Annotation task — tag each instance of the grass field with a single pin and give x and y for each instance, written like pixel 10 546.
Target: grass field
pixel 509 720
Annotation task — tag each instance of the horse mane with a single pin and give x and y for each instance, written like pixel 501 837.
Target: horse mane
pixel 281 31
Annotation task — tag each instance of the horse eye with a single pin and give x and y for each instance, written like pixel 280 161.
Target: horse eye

[What is needed]: Render every line of the listing above as a Markdown table with the columns No. and Entry, numbering the rows in order and skipping any blank lines.

[Answer to this task]:
| No. | Entry |
|---|---|
| 1 | Annotation task — tag each instance of the grass field with a single pin and give x and y for each instance, written like pixel 10 546. |
| 2 | Target: grass field |
| 3 | pixel 509 720 |
| 4 | Annotation task — tag each instance of the horse mane with a single pin and give x and y for each instance, written like pixel 501 837. |
| 5 | Target: horse mane |
| 6 | pixel 281 31 |
| 7 | Annotation task — tag each instance of the horse eye with a single pin and give x and y for each instance, written like pixel 280 161. |
| 8 | Target: horse eye |